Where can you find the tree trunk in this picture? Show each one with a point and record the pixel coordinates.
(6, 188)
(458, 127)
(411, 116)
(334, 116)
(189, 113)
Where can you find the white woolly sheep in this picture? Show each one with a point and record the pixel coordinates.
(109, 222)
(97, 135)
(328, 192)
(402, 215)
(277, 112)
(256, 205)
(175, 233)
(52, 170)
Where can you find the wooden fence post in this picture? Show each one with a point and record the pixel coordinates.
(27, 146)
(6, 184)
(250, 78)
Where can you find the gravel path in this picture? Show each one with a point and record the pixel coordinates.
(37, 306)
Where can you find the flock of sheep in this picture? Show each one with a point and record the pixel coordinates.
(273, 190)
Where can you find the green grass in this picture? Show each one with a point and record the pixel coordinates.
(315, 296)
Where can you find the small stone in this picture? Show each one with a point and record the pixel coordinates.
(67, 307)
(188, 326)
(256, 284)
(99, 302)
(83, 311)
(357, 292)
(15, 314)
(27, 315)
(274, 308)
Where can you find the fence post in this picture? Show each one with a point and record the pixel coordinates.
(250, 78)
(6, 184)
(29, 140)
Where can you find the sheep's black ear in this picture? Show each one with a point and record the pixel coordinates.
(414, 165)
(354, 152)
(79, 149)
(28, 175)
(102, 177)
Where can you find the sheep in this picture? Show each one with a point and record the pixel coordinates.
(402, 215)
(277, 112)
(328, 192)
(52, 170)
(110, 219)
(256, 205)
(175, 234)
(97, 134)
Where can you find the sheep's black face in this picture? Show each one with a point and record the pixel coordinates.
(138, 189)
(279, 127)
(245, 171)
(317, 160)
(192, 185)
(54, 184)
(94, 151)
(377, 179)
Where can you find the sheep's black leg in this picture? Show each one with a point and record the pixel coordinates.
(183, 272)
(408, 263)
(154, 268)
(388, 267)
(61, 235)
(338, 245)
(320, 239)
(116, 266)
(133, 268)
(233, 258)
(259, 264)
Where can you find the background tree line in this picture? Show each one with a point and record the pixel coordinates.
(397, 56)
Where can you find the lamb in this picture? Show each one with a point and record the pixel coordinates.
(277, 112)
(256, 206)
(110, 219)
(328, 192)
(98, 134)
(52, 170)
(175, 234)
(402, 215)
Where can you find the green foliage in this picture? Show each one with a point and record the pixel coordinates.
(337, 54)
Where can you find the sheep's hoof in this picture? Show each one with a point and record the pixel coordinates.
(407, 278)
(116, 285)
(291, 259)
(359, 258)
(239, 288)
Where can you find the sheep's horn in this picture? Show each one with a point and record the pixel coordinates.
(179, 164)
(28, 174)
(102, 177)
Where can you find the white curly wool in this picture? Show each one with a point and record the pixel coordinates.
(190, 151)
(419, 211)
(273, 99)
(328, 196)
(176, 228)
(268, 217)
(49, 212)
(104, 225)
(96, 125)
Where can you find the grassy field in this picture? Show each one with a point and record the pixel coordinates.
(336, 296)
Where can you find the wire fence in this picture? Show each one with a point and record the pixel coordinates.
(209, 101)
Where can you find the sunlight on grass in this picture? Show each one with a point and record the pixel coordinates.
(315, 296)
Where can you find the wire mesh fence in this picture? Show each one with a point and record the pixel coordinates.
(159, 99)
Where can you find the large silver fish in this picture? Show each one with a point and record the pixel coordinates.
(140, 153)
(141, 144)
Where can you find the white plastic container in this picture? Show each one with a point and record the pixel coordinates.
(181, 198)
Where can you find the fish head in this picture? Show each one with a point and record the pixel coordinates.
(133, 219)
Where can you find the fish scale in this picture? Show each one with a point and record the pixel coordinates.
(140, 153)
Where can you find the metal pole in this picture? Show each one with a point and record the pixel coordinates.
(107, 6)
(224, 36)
- - - - - - -
**INSTRUCTIONS TO FOLLOW**
Rewrite the records from the line with "Where can you find the fish head" through the end of the records, switching "metal pole" to "steel pole" and leaving everything else the same.

**TASK OUTPUT**
Where can you find the fish head in this picture? Show each one with a point and record the pixel coordinates.
(133, 219)
Where can you find the fish scale in this picture? Show each one with a point and record the pixel coordinates.
(140, 153)
Where can you find the steel pole in this picture? Show each one with a point and record the pixel coordinates.
(107, 6)
(224, 36)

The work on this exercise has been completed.